_PROBLEM_: A verbatim printing of the entries that follow is needed; pictures must not appear in it.

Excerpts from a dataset
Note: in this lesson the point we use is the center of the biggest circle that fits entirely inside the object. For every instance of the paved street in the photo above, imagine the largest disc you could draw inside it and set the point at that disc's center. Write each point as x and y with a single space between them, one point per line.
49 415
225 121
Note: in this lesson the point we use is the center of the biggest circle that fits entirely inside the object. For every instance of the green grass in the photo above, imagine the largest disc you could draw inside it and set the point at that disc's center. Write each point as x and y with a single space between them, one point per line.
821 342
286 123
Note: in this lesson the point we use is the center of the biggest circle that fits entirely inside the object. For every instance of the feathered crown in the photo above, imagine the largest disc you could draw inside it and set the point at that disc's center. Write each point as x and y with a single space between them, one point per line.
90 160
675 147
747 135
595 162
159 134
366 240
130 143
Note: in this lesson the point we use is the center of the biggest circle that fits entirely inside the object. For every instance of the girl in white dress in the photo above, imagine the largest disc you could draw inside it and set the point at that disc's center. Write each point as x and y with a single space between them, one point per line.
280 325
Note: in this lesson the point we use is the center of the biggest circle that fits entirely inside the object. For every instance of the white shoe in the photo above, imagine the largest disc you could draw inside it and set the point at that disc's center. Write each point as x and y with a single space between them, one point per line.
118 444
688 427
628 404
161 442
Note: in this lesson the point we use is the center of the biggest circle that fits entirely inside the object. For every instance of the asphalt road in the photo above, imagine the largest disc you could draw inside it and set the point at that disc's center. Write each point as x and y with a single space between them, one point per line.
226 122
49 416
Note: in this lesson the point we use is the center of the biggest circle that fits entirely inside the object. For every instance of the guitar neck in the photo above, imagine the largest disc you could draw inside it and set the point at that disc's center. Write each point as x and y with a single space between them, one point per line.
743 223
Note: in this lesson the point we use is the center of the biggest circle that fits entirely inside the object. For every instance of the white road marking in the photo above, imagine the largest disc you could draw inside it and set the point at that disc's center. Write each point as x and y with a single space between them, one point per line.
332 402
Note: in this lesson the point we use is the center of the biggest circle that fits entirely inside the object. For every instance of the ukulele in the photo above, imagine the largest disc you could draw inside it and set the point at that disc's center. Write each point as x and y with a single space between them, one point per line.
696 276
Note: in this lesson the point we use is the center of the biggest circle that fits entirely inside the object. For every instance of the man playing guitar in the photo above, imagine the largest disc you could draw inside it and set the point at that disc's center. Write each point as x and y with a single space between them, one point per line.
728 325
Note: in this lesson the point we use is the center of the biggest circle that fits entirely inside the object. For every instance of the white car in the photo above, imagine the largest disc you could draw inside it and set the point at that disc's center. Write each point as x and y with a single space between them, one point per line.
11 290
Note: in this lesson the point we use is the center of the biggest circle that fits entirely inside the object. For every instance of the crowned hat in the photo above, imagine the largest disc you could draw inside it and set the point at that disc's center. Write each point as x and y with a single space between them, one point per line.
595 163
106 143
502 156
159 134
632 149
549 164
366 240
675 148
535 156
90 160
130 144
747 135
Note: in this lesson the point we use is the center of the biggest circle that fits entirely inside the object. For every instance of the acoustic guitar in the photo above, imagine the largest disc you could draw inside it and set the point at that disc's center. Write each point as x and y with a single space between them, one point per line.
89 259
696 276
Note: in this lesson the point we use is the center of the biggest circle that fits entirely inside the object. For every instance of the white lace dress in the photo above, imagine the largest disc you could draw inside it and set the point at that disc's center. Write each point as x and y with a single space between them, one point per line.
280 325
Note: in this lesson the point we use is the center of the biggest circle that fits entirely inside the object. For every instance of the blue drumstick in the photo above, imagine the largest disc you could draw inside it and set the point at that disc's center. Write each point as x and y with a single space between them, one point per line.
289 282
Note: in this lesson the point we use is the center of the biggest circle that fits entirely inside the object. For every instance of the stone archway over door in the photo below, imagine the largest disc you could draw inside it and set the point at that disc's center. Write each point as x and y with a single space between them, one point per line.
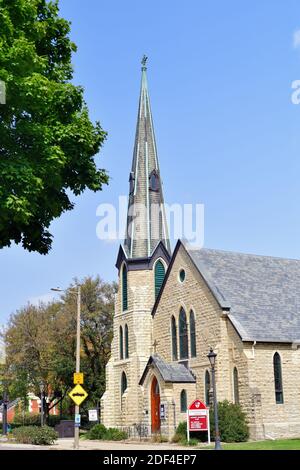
155 406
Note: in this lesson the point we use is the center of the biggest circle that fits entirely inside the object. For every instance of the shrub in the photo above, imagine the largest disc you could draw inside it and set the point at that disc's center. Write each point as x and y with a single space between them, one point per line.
232 422
114 434
35 435
100 432
177 437
159 438
181 434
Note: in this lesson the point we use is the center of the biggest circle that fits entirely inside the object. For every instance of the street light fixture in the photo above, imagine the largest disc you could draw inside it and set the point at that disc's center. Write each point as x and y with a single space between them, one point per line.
212 359
78 293
41 384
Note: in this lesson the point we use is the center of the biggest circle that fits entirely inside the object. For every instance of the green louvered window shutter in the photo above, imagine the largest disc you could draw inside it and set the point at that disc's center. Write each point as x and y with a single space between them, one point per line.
159 276
124 289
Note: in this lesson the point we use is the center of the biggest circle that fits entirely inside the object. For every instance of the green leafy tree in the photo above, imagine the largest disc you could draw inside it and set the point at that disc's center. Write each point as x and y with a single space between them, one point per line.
48 143
41 343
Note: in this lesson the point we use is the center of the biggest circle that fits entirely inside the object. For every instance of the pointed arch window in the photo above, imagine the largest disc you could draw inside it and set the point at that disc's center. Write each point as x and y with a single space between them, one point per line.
126 342
154 181
183 336
207 388
121 350
193 334
278 378
174 339
183 401
123 383
159 275
124 288
236 386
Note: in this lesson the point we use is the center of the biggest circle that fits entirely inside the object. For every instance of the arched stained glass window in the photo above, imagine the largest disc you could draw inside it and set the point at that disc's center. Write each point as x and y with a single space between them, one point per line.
207 388
183 401
126 342
278 378
183 336
124 288
193 334
159 274
123 383
121 349
174 339
236 386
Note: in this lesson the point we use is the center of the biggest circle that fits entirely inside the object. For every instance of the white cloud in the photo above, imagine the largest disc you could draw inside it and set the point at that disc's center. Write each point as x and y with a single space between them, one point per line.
44 298
296 39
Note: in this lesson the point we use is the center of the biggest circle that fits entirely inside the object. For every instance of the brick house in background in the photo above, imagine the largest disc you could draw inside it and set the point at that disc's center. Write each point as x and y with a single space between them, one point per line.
34 407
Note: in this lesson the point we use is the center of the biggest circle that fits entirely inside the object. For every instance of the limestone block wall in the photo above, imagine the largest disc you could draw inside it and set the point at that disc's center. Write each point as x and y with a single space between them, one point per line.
193 294
127 410
276 420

_COMPLETED EXERCISE_:
Note: in this lesson the point we use is the center of the biggest circle that fits entirely inside the object. For every instance of the paved street in the photo above, imagine the largest disc you could draw inside it and set the point at that disc's center. Write each point as x and y with a single space between them, one point per line.
49 415
225 121
Note: in this lesson the point we use is the center of the biggest circle that fits entirely inside the object. For every instance of the green grass in the photo above, imagine the largest disc you could draw inside it and set the point at that disc's center. Write each point as x and y with a single space between them, one point per line.
821 342
286 123
Note: in this lesson the point we use is the center of the biggest circle that fits entirely inside the object. For every instance of the feathered crown in the photo above, imagine the largest disc you could draw inside it and set the point at that disc's center. Write each point as x and y with a single space between them, one point per line.
90 160
675 147
747 135
595 162
159 134
366 240
130 143
Note: in this lesson the point we use is the center of the biggest circle that fits entirely inside the object. For every instance of the girl in white dress in the photo above, imagine the largest disc you could draw inside it and set the point at that disc's center. Write each point as x and y with a single space between them, one point per line.
280 325
Note: in this lesson the point we use is the center of the biggest circle that fits entirely inside the object. For every instance of the white shoe in the photo above, imagine the largest disc you could draw inside it and set the point at that disc's center. Write each point as x and y with a single space between them, one point per line.
118 444
688 427
628 404
161 442
Note: in this lesson the point we use is the center of the biggest circle that fits entirely inside the object. For every instance of the asphalt road in the photo above, imagine the largest disc you could draw inside it and set the point at that disc's center. Write each point as x and y with a single space between them, one point per line.
226 122
49 416
Note: in this lesson the point we use is the center of the biggest circle that fits entirely inside the object. For every instance of the guitar neck in the photo above, imagine the largest disc you could draw inside it and set the point at that disc's center. Write each point as x and y with a single space between them, one point per line.
743 223
Note: in this lesson the point we use is the center of the biggest circle that fits entirely inside the object. For every instance of the white road marking in the photo above, imagine the largest disc you could draw inside it and set the point at that disc's center. Write each point as x and y with a single space between them, one point per line.
332 402
Note: in this lesson the point we use is the center of the biggest circle that fits entirely inside the object. For every instance of the ukulele in the photo above, imagine the largest disc you could draw inside it and set the point at that disc's center. Write each point as x and y with a single space between them, one point per line.
696 276
Note: in this lesson the point we use is the center of the biggest circle that fits entirely inside the object. For every instance of the man playing guitar in the photo above, imagine the largest disc you could draw inside it and set the point at that disc's center. Write each point as x and y with a single space between them, one point per line.
728 325
Note: in this lesson the point we use is the center of the biggest circle that fits entirely inside the object. For every instance of the white car in the photo above, imagine the largest disc you could draw inside it and set the point at that disc's center. Write each point as x and y with a single space between them, one point per line.
11 290
Note: in this lesson the point we use is the center of the biggest circle that fits entirely inside the object. For every instance of the crowned hat in the photo above, imagine the largest disc you could draw inside it and set the point at that disc's center. Write each point as x and y with a single space between them, one point per line.
595 163
106 143
502 156
159 134
632 149
549 164
366 240
675 148
535 156
90 160
130 144
747 135
Note: in this lesson the point we use is the center of the biggest circle that fits entirely inside the object. For every instance of the acoustic guitar in the photo above, imagine the largest disc you could draw inside it and set the point at that disc's center. Write each point as x and y with a single space between them, one point per line.
89 259
696 276
Note: in this lesson the point we use is the center of the biggest circle that fits entirely inside the object. For every instance of the white lace dress in the photo above, imagine the largest disc you could draw inside it and set the point at that disc's center. Write each point as x and y with a single space between them, one point per line.
280 325
Note: in this lesson the point we use is the center of the biggest circle that fits entirely inside the object. For every instance of the blue drumstick in the photo above, imagine the largest disc you could draw inside it and set the point at that disc's center. Write each point as x and y with a single space between them, one point per line.
289 282
Note: in this lesson the point we use is the center of the biggest circle that fits entirely inside the object. For every instance of the stone archway over door in the photo below, imagine the largest disc you could draw inside it and set the point at that disc's center. Write each point as x and y with a single space between them, one point per line.
155 406
Note: in this lesson the point we use is the center of the biggest circle that fits entirely inside the object. For every instance of the shrub in the photo above, imagine the largest disc you could draw inside it and set the point at that disc's center. Write each point as x and y with a single space between them, one point per line.
232 422
114 434
35 435
100 432
177 437
159 438
181 434
Note: in this lesson the point we use is the center of the biggest circle that fits entirely inside the object. For every instance of the street light fixture in the photo above, imagine the largest disc you could draw inside it and set the point at that disc's center. Write each point as x and y with a single space between them, one point per line.
212 359
78 293
41 384
Note: in this lesson the point we use is the center of the biggest circle that fits entirely inside the object. For every instance of the green louvered window shutter in the photo above, imagine the largest disc you could draw inside it and set the point at that disc's center. Write each point as x and y with a single space between them, one point per line.
159 276
124 289
Note: in this lesson the point we use is the center of the biggest circle that fits entirely inside the object. For every instance of the green leafy tree in the photo above, imagine the largest disc you could draw inside it and set the point at that disc's center. Write each point as x and y with a single space between them, one point per line.
48 143
41 343
Note: in this lesson the point we use is the center of the biggest circle that fits entirely inside the object. For every instance of the pointed arch window in the photo above, imagine the largest disc you could draw inside it and set the point at that disc's center. Write each point as x and y with a single space between them, one point per line.
126 342
154 181
183 336
207 388
121 350
193 334
278 378
174 339
183 401
123 383
159 275
124 288
236 386
Note: in this lesson the point we use is the center of the biggest circle that fits entirely inside the object. For every instance of the arched stained glass window in the photo above, imagine the largest disc you could draw inside it and set the point at that disc's center. Write each point as x and y with a single space between them, one point per line.
207 388
183 401
126 342
278 378
183 336
124 288
193 334
159 274
123 383
121 349
174 339
236 386
Note: in this lesson the point we use is the center of the biggest circle that fits entirely inside the object. For every instance of the white cloud in the photo above, imagine the largest disc you could draw inside it and set the point at that disc's center. Write each point as x and y with a single space between them, one point per line.
44 298
296 39
Note: in this lesson the point we use is the center of the biggest circle that fits entirely inside the object. For every instance of the brick house in background in the photo above, imagine the largest disc you could draw inside it and set the point at that disc's center. Write each point as x and y with a single space between them, one point per line.
34 407
Note: in this lesson the point we use is the center of the biggest circle that fits entirely inside the object. For every instance of the limestone block wall in the photo above, imagine the largest disc you could draw inside it and set the point at that disc's center. Write each point as x and y with a single space between them, one point per line.
193 294
127 410
276 420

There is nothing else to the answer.